» **Assignment**
Copy all the lines of the listing below exactly. Skip the images.

» **Exercise data**
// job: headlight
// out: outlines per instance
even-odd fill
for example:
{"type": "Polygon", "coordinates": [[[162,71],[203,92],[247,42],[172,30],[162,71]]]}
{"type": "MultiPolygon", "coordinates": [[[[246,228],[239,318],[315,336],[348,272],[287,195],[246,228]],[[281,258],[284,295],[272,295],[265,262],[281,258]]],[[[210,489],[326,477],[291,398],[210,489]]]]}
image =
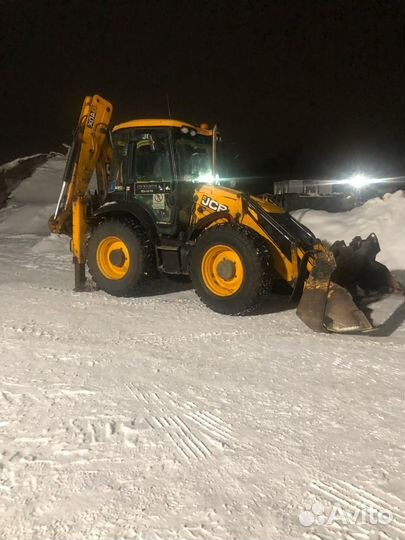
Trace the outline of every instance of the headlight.
{"type": "Polygon", "coordinates": [[[203,184],[216,184],[218,182],[218,178],[215,178],[212,173],[204,173],[199,174],[196,181],[203,184]]]}

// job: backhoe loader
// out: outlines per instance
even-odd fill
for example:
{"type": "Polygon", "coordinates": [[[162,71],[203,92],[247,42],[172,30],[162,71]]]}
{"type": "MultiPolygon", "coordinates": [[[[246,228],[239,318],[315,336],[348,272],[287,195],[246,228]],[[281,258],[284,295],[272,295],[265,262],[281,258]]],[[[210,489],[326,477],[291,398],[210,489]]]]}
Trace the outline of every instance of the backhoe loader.
{"type": "MultiPolygon", "coordinates": [[[[117,296],[157,269],[189,276],[209,308],[238,315],[283,280],[311,329],[373,328],[339,273],[339,251],[354,247],[340,243],[334,255],[269,198],[221,187],[215,126],[143,119],[111,130],[112,110],[101,96],[85,98],[49,219],[52,232],[71,236],[77,290],[86,263],[96,286],[117,296]]],[[[378,264],[378,249],[375,235],[357,239],[353,286],[378,264]]]]}

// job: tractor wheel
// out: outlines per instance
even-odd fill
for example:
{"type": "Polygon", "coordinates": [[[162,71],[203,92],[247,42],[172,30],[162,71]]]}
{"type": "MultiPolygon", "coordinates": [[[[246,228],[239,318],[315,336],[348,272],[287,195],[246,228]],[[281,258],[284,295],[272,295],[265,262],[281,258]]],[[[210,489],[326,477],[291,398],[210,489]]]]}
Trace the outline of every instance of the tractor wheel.
{"type": "Polygon", "coordinates": [[[260,237],[239,225],[207,229],[191,253],[190,275],[213,311],[244,315],[269,289],[269,253],[260,237]]]}
{"type": "Polygon", "coordinates": [[[147,271],[148,241],[131,219],[100,223],[90,236],[87,263],[96,285],[114,296],[131,294],[147,271]]]}

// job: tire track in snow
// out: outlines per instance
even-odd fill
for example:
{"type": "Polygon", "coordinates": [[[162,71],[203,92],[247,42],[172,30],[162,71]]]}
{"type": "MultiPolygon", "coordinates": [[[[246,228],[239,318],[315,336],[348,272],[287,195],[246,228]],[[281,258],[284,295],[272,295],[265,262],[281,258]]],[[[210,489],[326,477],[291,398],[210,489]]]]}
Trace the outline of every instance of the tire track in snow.
{"type": "MultiPolygon", "coordinates": [[[[86,303],[80,303],[82,309],[87,308],[86,303]]],[[[99,334],[90,331],[89,329],[78,327],[75,329],[76,334],[80,335],[81,341],[86,343],[94,343],[100,345],[100,343],[108,342],[109,347],[116,345],[121,349],[127,349],[128,347],[136,347],[144,345],[147,347],[157,347],[159,349],[172,347],[173,345],[189,345],[196,342],[212,343],[213,341],[220,341],[221,343],[226,341],[237,341],[240,338],[254,339],[253,336],[244,330],[232,330],[229,332],[202,332],[199,334],[179,335],[179,336],[164,336],[161,334],[147,334],[142,336],[123,336],[114,337],[105,334],[99,334]]],[[[3,332],[9,339],[15,339],[21,341],[31,340],[32,338],[38,340],[46,340],[49,342],[58,341],[60,343],[71,342],[71,331],[66,332],[66,328],[61,325],[52,325],[50,323],[39,323],[35,320],[27,321],[24,324],[18,324],[16,321],[10,320],[3,323],[3,332]]]]}
{"type": "Polygon", "coordinates": [[[213,454],[200,434],[191,430],[180,416],[152,416],[146,418],[146,422],[152,429],[164,431],[180,456],[188,463],[192,460],[207,459],[213,454]]]}
{"type": "Polygon", "coordinates": [[[203,447],[205,445],[201,443],[200,446],[198,442],[200,440],[188,430],[188,428],[187,433],[183,428],[176,429],[174,419],[170,419],[169,422],[174,424],[174,429],[172,428],[166,432],[173,441],[175,449],[178,450],[181,455],[185,456],[187,462],[190,463],[192,460],[200,461],[201,459],[207,459],[211,452],[209,450],[205,452],[201,448],[201,446],[203,447]]]}
{"type": "Polygon", "coordinates": [[[185,417],[194,422],[211,440],[223,447],[229,440],[236,440],[231,428],[218,416],[208,411],[186,413],[185,417]]]}
{"type": "MultiPolygon", "coordinates": [[[[393,516],[391,523],[387,525],[370,523],[354,523],[342,527],[334,522],[333,525],[324,526],[320,529],[320,538],[341,538],[342,530],[348,529],[344,536],[361,540],[372,540],[376,537],[376,529],[381,532],[380,538],[385,539],[405,539],[405,517],[403,508],[396,503],[389,501],[386,493],[373,493],[351,482],[329,479],[328,481],[317,480],[310,486],[310,491],[314,493],[321,502],[329,503],[330,506],[337,505],[350,515],[357,512],[361,515],[363,511],[372,510],[376,512],[390,512],[393,516]],[[333,527],[333,530],[332,530],[333,527]]],[[[378,491],[374,488],[374,491],[378,491]]],[[[310,536],[311,538],[316,536],[310,536]]]]}
{"type": "Polygon", "coordinates": [[[236,440],[232,429],[218,416],[200,410],[190,401],[179,402],[173,392],[152,386],[148,390],[128,383],[128,392],[143,409],[146,423],[162,430],[177,453],[188,463],[208,459],[214,450],[223,450],[230,440],[236,440]]]}
{"type": "Polygon", "coordinates": [[[186,443],[186,445],[189,448],[195,449],[197,456],[206,459],[212,455],[211,450],[204,443],[204,441],[188,427],[180,416],[170,417],[169,422],[175,428],[179,437],[186,443]]]}

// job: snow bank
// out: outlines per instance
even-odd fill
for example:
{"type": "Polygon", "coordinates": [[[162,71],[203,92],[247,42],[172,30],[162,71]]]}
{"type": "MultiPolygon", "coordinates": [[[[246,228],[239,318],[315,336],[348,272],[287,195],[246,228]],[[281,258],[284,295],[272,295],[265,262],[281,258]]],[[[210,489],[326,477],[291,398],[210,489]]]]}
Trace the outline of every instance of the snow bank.
{"type": "Polygon", "coordinates": [[[49,234],[48,219],[55,210],[65,163],[63,156],[52,157],[19,184],[7,208],[0,211],[0,233],[49,234]]]}
{"type": "Polygon", "coordinates": [[[357,235],[366,238],[374,232],[380,242],[377,259],[390,270],[405,269],[405,192],[386,193],[370,199],[349,212],[296,210],[291,214],[309,227],[321,240],[346,243],[357,235]]]}
{"type": "Polygon", "coordinates": [[[8,161],[7,163],[3,163],[0,165],[0,173],[10,171],[11,169],[15,169],[18,167],[18,165],[21,165],[24,161],[28,161],[33,158],[41,157],[43,154],[32,154],[31,156],[24,156],[17,159],[13,159],[13,161],[8,161]]]}

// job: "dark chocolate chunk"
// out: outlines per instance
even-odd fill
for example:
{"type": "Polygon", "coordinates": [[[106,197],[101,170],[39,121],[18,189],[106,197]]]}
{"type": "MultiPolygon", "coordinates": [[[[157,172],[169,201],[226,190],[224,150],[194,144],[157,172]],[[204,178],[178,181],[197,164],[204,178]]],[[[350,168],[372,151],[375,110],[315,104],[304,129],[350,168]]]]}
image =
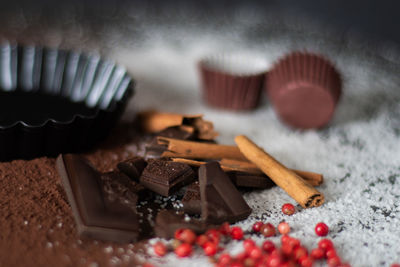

» **Result of this exercise**
// job: headlight
// out: outlines per instance
even-odd fill
for example:
{"type": "Polygon", "coordinates": [[[162,71],[203,92],[247,42],[172,30],[162,71]]]}
{"type": "MultiPolygon", "coordinates": [[[[246,228],[239,318],[315,336],[348,272],[287,195],[246,228]],[[281,258],[284,295],[272,295],[265,262],[281,258]]],[[[210,489],[326,477],[291,398],[210,489]]]]}
image =
Trace the outline of every instance of the headlight.
{"type": "Polygon", "coordinates": [[[203,184],[216,184],[218,182],[218,178],[215,178],[212,173],[204,173],[199,174],[196,181],[203,184]]]}

// job: backhoe loader
// out: outlines per instance
even-odd fill
for example:
{"type": "Polygon", "coordinates": [[[162,71],[203,92],[247,42],[172,30],[162,71]]]}
{"type": "MultiPolygon", "coordinates": [[[[246,228],[239,318],[315,336],[348,272],[287,195],[246,228]],[[281,258],[284,295],[272,295],[265,262],[281,258]]],[[[210,489],[326,477],[291,398],[210,489]]]]}
Trace the outline of every instance of the backhoe loader.
{"type": "MultiPolygon", "coordinates": [[[[117,296],[157,269],[189,276],[209,308],[238,315],[283,280],[311,329],[373,328],[339,273],[339,251],[354,247],[340,243],[334,255],[269,198],[221,187],[215,126],[143,119],[111,130],[112,110],[101,96],[85,98],[49,219],[52,232],[71,236],[77,290],[86,263],[96,286],[117,296]]],[[[378,264],[378,249],[375,235],[357,239],[353,286],[378,264]]]]}

// job: tractor wheel
// out: outlines per instance
even-odd fill
for example:
{"type": "Polygon", "coordinates": [[[162,71],[203,92],[247,42],[172,30],[162,71]]]}
{"type": "MultiPolygon", "coordinates": [[[[246,228],[239,318],[315,336],[348,272],[287,195],[246,228]],[[281,258],[284,295],[272,295],[265,262],[281,258]]],[[[210,489],[326,477],[291,398],[210,489]]]]}
Trace the outline of every instance of the tractor wheel.
{"type": "Polygon", "coordinates": [[[260,237],[239,225],[207,229],[191,253],[190,275],[213,311],[244,315],[269,289],[269,253],[260,237]]]}
{"type": "Polygon", "coordinates": [[[147,271],[148,241],[131,219],[100,223],[90,236],[87,263],[96,285],[114,296],[131,294],[147,271]]]}

// job: tire track in snow
// out: outlines per instance
even-odd fill
for example:
{"type": "Polygon", "coordinates": [[[162,71],[203,92],[247,42],[172,30],[162,71]]]}
{"type": "MultiPolygon", "coordinates": [[[[246,228],[239,318],[315,336],[348,272],[287,195],[246,228]],[[281,258],[284,295],[272,295],[265,262],[281,258]]],[[[210,489],[326,477],[291,398],[210,489]]]]}
Trace the outline of every instance of the tire track in snow.
{"type": "MultiPolygon", "coordinates": [[[[86,303],[80,303],[82,309],[87,308],[86,303]]],[[[99,334],[90,331],[89,329],[78,327],[75,329],[76,334],[80,335],[81,341],[86,343],[94,343],[100,345],[100,343],[108,342],[109,347],[116,345],[121,349],[127,349],[128,347],[136,347],[144,345],[147,347],[157,347],[159,349],[172,347],[173,345],[189,345],[196,342],[212,343],[213,341],[220,341],[221,343],[226,341],[237,341],[240,338],[254,339],[253,336],[244,330],[232,330],[229,332],[202,332],[199,334],[179,335],[179,336],[164,336],[161,334],[147,334],[142,336],[123,336],[114,337],[105,334],[99,334]]],[[[3,332],[9,339],[15,339],[21,341],[31,340],[32,338],[38,340],[46,340],[49,342],[58,341],[60,343],[71,342],[71,331],[66,332],[66,328],[61,325],[52,325],[50,323],[39,323],[35,320],[27,321],[24,324],[18,324],[16,321],[10,320],[3,323],[3,332]]]]}
{"type": "Polygon", "coordinates": [[[213,454],[200,434],[191,430],[180,416],[152,416],[146,418],[146,422],[152,429],[164,431],[180,456],[188,463],[192,460],[207,459],[213,454]]]}
{"type": "Polygon", "coordinates": [[[203,447],[205,445],[201,443],[200,446],[198,442],[200,440],[188,430],[188,428],[187,433],[183,428],[176,429],[174,419],[170,419],[169,422],[174,424],[174,429],[172,428],[166,432],[173,441],[175,449],[178,450],[181,455],[185,456],[187,462],[190,463],[192,460],[200,461],[201,459],[207,459],[211,452],[209,450],[205,452],[201,448],[201,446],[203,447]]]}
{"type": "Polygon", "coordinates": [[[185,417],[194,422],[211,440],[223,447],[229,440],[236,440],[231,428],[218,416],[208,411],[186,413],[185,417]]]}
{"type": "MultiPolygon", "coordinates": [[[[393,516],[391,523],[387,525],[370,523],[354,523],[342,527],[334,522],[333,525],[324,526],[320,529],[320,538],[341,538],[342,530],[348,529],[344,536],[361,540],[372,540],[376,537],[376,529],[381,532],[380,538],[385,539],[405,539],[405,517],[403,508],[396,503],[389,501],[386,493],[373,493],[351,482],[329,479],[328,481],[317,480],[310,486],[310,491],[314,493],[321,502],[329,503],[330,506],[337,505],[350,515],[357,512],[361,515],[363,511],[372,510],[376,512],[390,512],[393,516]],[[333,527],[333,530],[332,530],[333,527]]],[[[378,491],[374,488],[374,491],[378,491]]],[[[310,536],[311,538],[316,536],[310,536]]]]}
{"type": "Polygon", "coordinates": [[[236,440],[232,429],[218,416],[200,410],[190,401],[179,402],[173,392],[152,386],[148,390],[128,383],[128,392],[143,409],[146,423],[162,430],[177,453],[188,463],[208,459],[214,450],[223,450],[230,440],[236,440]]]}
{"type": "Polygon", "coordinates": [[[186,443],[186,445],[189,448],[195,449],[197,456],[206,459],[212,455],[211,450],[204,443],[204,441],[188,427],[180,416],[170,417],[169,422],[175,428],[179,437],[186,443]]]}

// job: snow bank
// out: outlines per instance
even-odd fill
for example:
{"type": "Polygon", "coordinates": [[[162,71],[203,92],[247,42],[172,30],[162,71]]]}
{"type": "MultiPolygon", "coordinates": [[[[246,228],[239,318],[315,336],[348,272],[287,195],[246,228]],[[281,258],[284,295],[272,295],[265,262],[281,258]]],[[[210,489],[326,477],[291,398],[210,489]]]]}
Trace the outline of every instance of the snow bank.
{"type": "Polygon", "coordinates": [[[49,234],[48,219],[55,210],[65,163],[63,156],[52,157],[19,184],[7,208],[0,211],[0,233],[49,234]]]}
{"type": "Polygon", "coordinates": [[[357,235],[366,238],[374,232],[380,242],[377,259],[390,270],[405,269],[405,192],[386,193],[370,199],[349,212],[296,210],[291,214],[309,227],[321,240],[346,243],[357,235]]]}
{"type": "Polygon", "coordinates": [[[8,161],[7,163],[3,163],[0,165],[0,173],[10,171],[11,169],[15,169],[18,167],[18,165],[21,165],[24,161],[28,161],[33,158],[41,157],[43,154],[32,154],[31,156],[24,156],[17,159],[13,159],[13,161],[8,161]]]}

// job: "dark chocolate chunk"
// out: outlines per instance
even-odd fill
for example:
{"type": "Polygon", "coordinates": [[[106,197],[101,170],[39,121],[18,189],[106,197]]]}
{"type": "MultiPolygon", "coordinates": [[[[157,172],[169,201],[226,190],[224,150],[194,144],[157,172]],[[204,178],[178,181],[197,164],[204,178]]],[[[350,168],[372,151],[375,110],[315,104],[304,129],[350,168]]]]}
image =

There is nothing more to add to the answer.